* Data in this exercise:
-- BEGIN --
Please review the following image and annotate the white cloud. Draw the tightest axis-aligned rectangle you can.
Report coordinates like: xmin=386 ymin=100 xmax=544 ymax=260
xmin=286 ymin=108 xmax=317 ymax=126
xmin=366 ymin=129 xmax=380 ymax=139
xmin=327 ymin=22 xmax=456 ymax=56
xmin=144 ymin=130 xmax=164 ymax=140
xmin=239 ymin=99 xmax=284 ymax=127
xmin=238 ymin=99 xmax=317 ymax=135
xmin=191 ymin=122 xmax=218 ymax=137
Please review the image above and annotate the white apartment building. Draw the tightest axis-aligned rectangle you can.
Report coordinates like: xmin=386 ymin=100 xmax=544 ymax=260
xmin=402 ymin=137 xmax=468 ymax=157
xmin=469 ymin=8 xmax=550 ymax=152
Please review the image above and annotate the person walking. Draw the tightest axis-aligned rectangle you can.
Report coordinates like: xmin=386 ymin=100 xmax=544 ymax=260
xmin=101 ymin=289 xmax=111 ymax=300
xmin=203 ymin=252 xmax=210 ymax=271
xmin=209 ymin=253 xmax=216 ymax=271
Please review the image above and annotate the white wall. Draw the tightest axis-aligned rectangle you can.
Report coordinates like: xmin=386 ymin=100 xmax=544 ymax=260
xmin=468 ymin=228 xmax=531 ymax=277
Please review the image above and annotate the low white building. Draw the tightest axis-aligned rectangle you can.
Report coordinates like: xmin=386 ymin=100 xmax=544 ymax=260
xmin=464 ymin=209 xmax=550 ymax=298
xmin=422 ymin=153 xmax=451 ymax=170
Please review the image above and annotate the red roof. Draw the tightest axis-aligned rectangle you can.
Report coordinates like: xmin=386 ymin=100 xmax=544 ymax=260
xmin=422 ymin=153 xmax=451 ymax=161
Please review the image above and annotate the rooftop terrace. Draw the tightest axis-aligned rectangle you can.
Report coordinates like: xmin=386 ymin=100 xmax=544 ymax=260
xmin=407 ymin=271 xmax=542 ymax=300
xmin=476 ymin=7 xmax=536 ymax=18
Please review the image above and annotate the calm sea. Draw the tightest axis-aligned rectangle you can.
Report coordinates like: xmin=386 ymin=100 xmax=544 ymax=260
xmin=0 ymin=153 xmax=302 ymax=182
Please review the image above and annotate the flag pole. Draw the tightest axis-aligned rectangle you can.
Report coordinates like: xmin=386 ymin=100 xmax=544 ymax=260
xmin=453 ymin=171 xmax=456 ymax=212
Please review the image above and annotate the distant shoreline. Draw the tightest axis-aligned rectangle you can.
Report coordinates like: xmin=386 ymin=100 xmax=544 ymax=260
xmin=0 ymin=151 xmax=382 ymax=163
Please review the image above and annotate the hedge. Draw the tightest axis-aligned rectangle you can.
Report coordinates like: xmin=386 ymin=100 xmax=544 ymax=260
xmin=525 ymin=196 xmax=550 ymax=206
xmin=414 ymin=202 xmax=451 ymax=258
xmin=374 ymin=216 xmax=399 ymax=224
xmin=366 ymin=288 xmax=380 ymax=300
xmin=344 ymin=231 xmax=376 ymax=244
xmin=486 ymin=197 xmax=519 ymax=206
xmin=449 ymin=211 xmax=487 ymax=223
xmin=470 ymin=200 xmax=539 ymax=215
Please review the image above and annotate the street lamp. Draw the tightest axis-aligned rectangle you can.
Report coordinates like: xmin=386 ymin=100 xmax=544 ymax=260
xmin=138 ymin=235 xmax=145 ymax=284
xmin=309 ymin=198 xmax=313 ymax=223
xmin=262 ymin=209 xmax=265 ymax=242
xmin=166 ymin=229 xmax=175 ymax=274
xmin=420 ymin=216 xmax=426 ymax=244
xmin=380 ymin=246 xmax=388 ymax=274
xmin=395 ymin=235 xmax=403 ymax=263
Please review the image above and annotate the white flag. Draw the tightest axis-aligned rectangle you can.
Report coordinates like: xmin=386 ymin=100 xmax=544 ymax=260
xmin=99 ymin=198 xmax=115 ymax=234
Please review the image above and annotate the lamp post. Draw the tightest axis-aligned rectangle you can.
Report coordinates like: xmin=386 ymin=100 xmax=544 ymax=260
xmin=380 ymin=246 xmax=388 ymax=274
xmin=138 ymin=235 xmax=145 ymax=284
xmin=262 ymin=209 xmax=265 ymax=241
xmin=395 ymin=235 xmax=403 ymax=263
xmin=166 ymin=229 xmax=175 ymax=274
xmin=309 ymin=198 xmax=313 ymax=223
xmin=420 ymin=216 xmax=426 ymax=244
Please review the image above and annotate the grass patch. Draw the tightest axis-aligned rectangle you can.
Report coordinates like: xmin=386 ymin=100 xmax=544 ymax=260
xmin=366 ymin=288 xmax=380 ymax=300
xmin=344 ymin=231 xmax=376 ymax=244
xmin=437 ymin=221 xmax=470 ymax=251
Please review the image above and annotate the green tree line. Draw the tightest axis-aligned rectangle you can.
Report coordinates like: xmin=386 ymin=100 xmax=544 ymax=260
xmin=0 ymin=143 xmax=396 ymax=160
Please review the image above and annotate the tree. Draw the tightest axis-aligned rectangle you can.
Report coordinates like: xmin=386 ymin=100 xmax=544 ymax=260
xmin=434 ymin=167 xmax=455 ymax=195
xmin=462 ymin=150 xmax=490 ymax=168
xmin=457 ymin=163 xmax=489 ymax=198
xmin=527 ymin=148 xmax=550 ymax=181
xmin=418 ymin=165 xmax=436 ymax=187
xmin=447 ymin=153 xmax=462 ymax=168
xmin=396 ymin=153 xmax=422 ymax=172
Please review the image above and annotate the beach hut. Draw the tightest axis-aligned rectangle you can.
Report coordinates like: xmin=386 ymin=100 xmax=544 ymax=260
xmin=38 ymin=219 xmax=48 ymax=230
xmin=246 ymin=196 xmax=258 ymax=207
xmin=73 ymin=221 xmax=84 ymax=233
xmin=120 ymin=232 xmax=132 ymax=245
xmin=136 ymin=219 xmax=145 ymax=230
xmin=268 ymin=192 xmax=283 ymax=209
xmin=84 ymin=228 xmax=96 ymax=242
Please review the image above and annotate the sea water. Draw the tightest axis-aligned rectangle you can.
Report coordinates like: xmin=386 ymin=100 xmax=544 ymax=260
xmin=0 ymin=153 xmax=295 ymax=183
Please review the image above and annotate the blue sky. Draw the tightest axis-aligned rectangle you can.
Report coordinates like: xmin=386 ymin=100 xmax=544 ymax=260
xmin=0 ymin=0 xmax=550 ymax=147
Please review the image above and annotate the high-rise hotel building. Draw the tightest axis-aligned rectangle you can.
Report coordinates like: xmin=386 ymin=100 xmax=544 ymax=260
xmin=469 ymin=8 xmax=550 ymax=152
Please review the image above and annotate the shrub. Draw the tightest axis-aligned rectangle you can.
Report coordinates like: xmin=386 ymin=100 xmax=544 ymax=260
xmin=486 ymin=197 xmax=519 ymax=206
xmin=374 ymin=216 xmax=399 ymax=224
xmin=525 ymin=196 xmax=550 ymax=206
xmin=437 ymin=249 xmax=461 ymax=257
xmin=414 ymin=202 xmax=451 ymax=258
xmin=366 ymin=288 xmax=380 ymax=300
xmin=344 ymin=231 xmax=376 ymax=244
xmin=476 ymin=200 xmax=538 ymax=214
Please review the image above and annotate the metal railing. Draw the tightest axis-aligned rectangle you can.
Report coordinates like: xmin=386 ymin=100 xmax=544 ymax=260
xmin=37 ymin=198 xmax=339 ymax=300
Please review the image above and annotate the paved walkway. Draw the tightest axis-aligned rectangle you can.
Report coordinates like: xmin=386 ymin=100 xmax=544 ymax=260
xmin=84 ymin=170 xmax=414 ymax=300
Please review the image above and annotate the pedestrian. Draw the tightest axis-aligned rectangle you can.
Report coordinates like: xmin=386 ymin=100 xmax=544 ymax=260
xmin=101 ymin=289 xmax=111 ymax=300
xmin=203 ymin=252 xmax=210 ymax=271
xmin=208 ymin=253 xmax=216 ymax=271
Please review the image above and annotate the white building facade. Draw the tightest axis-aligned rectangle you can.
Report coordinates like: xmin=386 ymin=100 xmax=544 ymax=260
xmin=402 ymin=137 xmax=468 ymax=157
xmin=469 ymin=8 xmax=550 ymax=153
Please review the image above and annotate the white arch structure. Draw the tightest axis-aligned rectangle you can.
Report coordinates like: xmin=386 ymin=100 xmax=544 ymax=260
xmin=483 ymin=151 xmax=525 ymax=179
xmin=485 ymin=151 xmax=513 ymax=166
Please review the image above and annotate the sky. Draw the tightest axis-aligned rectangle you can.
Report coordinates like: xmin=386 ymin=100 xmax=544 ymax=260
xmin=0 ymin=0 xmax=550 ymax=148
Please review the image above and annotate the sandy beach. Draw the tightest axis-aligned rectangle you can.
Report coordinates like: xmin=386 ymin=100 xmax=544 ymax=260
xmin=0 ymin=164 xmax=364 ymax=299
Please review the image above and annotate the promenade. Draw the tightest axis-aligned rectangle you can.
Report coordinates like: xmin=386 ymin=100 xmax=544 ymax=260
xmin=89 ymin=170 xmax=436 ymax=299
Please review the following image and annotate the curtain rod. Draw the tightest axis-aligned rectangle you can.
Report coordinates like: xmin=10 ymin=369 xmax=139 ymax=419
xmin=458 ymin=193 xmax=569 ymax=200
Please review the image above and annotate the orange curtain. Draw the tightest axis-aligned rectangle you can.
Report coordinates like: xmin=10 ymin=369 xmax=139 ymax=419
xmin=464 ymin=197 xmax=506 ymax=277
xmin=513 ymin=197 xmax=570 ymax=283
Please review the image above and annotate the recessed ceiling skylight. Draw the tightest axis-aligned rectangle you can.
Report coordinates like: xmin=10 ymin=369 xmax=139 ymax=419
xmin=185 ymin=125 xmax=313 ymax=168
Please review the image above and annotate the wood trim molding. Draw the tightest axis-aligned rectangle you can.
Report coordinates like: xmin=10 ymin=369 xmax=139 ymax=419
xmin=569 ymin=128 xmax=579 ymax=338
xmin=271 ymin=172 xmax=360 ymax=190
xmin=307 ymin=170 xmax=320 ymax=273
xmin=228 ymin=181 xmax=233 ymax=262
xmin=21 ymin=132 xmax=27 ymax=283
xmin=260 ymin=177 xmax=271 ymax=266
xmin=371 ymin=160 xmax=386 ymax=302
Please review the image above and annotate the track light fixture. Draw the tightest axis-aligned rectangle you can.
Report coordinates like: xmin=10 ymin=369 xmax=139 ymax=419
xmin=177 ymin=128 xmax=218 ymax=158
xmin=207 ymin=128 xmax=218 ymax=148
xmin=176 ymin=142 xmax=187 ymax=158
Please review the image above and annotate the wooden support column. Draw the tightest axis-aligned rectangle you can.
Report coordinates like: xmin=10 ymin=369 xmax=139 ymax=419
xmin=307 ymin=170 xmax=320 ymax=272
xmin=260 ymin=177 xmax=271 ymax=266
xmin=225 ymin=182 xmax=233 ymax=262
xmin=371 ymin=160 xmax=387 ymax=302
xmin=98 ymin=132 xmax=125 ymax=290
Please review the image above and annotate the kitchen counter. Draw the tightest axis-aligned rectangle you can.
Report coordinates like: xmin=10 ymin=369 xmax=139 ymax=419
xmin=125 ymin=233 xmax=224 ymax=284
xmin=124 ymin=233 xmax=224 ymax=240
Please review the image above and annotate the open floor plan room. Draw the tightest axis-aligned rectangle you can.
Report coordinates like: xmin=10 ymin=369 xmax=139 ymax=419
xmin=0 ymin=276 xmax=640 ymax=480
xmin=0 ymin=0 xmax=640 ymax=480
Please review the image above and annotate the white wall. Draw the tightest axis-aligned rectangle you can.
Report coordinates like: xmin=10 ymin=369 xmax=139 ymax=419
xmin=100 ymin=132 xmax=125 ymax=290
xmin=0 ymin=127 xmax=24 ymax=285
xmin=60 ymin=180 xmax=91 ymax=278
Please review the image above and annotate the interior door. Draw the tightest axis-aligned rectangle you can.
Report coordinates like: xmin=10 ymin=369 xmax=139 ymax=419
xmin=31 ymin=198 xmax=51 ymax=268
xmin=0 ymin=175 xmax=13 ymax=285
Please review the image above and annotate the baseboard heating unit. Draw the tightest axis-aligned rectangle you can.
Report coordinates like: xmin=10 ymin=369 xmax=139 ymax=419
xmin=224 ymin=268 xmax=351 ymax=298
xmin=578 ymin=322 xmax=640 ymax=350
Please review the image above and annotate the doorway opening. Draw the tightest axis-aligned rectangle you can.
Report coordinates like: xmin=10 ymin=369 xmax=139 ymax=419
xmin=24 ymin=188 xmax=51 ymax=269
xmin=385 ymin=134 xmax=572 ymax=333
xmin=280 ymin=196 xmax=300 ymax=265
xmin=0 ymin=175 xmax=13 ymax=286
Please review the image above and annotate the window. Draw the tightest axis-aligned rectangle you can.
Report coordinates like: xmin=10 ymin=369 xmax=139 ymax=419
-- END --
Render the data from its first line through the line containing "xmin=366 ymin=129 xmax=380 ymax=139" as a numbered list, leaving out any blank lines.

1. Please review the following image and annotate the white cloud. Draw the tightest axis-aligned rectangle you can.
2. Report coordinates like: xmin=386 ymin=100 xmax=544 ymax=260
3. xmin=286 ymin=108 xmax=317 ymax=126
4. xmin=366 ymin=129 xmax=380 ymax=139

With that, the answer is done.